TASK OBJECTIVE
Set the listing down again exactly, please, apart from its pictures.

PROVIDED RECORDS
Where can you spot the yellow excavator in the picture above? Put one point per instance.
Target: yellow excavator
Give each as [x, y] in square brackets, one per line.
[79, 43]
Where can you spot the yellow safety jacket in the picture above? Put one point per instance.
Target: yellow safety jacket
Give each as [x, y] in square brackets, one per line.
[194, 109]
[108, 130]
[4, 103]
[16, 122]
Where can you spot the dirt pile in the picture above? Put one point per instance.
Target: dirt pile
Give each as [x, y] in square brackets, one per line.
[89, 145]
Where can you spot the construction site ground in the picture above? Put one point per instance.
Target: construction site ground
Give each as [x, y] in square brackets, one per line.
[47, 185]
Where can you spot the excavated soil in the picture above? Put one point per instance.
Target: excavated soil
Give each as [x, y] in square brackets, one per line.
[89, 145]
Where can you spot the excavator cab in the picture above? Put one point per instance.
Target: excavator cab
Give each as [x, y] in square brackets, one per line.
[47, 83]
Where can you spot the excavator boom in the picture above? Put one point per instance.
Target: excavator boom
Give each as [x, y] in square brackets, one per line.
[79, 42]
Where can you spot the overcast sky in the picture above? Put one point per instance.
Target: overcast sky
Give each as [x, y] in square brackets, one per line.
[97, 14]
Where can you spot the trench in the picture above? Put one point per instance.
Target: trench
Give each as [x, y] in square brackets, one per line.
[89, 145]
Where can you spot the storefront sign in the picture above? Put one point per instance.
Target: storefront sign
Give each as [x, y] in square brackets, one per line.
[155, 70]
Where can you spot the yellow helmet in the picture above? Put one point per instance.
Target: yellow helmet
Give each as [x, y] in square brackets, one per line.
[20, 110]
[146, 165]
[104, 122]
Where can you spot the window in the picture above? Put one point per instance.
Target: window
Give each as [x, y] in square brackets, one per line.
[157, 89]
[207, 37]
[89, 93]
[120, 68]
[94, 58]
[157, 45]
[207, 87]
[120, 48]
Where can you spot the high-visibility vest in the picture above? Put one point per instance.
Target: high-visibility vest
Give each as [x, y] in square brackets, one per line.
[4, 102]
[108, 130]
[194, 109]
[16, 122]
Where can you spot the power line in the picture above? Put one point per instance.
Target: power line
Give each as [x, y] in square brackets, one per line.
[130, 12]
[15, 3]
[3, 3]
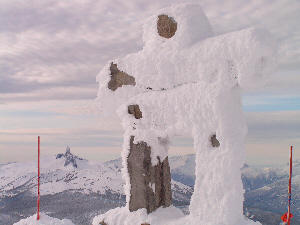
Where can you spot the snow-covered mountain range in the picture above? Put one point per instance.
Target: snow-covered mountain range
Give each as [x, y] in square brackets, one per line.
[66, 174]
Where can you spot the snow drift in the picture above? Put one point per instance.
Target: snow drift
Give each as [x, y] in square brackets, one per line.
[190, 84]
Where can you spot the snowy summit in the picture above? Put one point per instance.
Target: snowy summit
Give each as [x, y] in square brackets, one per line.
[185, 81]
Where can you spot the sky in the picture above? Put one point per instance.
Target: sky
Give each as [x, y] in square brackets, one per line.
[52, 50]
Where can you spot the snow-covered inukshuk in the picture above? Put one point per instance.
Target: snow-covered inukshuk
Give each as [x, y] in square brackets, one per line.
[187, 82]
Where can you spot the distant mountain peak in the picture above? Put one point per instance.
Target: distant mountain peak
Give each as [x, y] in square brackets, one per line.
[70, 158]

COMPLETED TASK
Where can you spot the yellow excavator in the picture above? Put one point per instance.
Target: yellow excavator
Give each as [x, y] in square brackets, one per line.
[79, 43]
Where can you spot the yellow safety jacket in the picture above? Put one point per instance.
Target: yellow safety jacket
Give each as [x, y] in square brackets, one per line.
[194, 109]
[108, 130]
[4, 103]
[16, 122]
Where can you spot the dirt pile in the picture above? Put one point per instance.
Target: dirt pile
Give each as [x, y] in square brackets, one per line.
[89, 145]
Where can you spot the construction site ground in the picture above? Put one point per instance.
Target: construction site ground
Give each as [x, y] in square brackets, one per line.
[47, 185]
Where can you spot the excavated soil in the picture above? Put one point per instance.
Target: excavated soil
Give each as [x, y] in square brackets, one per line.
[89, 145]
Where can you spot the excavator cab in the picture above? Put one point per instance.
Target: excavator cab
Give each as [x, y] in square brackets, one per line.
[47, 83]
Where can you spot the excavator boom in the picture above? Put one point per instance.
Target: excavator boom
Give each as [x, y] in square brackets, one per line.
[79, 42]
Where can you spot the overcast sky in the picture above? Put one point per instance.
Target: overcast sky
Give each as [x, y] in square brackets, one per line.
[97, 14]
Where can you spot the trench in the picture above? Put one point per instance.
Target: trench
Give each as [x, y] in square brackets, one per line.
[89, 145]
Where can you spot the storefront sign in the picture above? Put one point per instance.
Target: storefront sign
Give each as [x, y] in square brackets, one per line.
[155, 70]
Where can you spot the yellow helmet in the picture above? Put one point per instance.
Target: yellow helmet
Give each as [x, y] in square brackets, one per line.
[20, 110]
[146, 165]
[104, 122]
Where can you spot the window in the picture above? Put one point per instance.
Target: window
Give each as [x, y] in square brackets, one per line.
[157, 89]
[207, 37]
[89, 93]
[120, 68]
[94, 58]
[157, 45]
[207, 87]
[120, 48]
Where can you spot the high-visibility vest in the picture above? Put one point per instance.
Target: high-visibility vest
Give each as [x, y] in square brackets, one per line.
[4, 102]
[108, 130]
[194, 109]
[16, 122]
Where can you spot the power line in the picture above? Put one point per instance.
Target: power line
Give each as [x, y] in square brackets, one per line.
[130, 12]
[15, 3]
[3, 3]
Where can you spot the snow-covered mountain range in the picture above? Put one point per instance.
Target: snow-covered mountain range
Give each as [x, y] in square brackets, one per line.
[66, 174]
Where can you spot the snow drift in the picture above? Put one point per instance.
Target: snow drift
Give each as [x, y] in square brackets, one per line.
[190, 84]
Where can you spot the snowy summit in the picture above? Put one point per instance.
Target: snowy summit
Give each as [x, y] in square brackets, one per line.
[185, 81]
Where can you spot the sky in the picture above? Put one point per instance.
Target: sky
Give each as [x, y] in square brackets, one per line.
[52, 50]
Where can you spot the snow-covered inukshuk in the picture above? Put one point per instance.
Target: snow-covered inukshuk
Give each as [x, y] in square brackets, one per line.
[187, 82]
Where can you spot the distant mountain peak in the picture above? Put one point per instance.
Target: distant mountain peak
Give each as [x, y] in square brackets, one per line.
[70, 158]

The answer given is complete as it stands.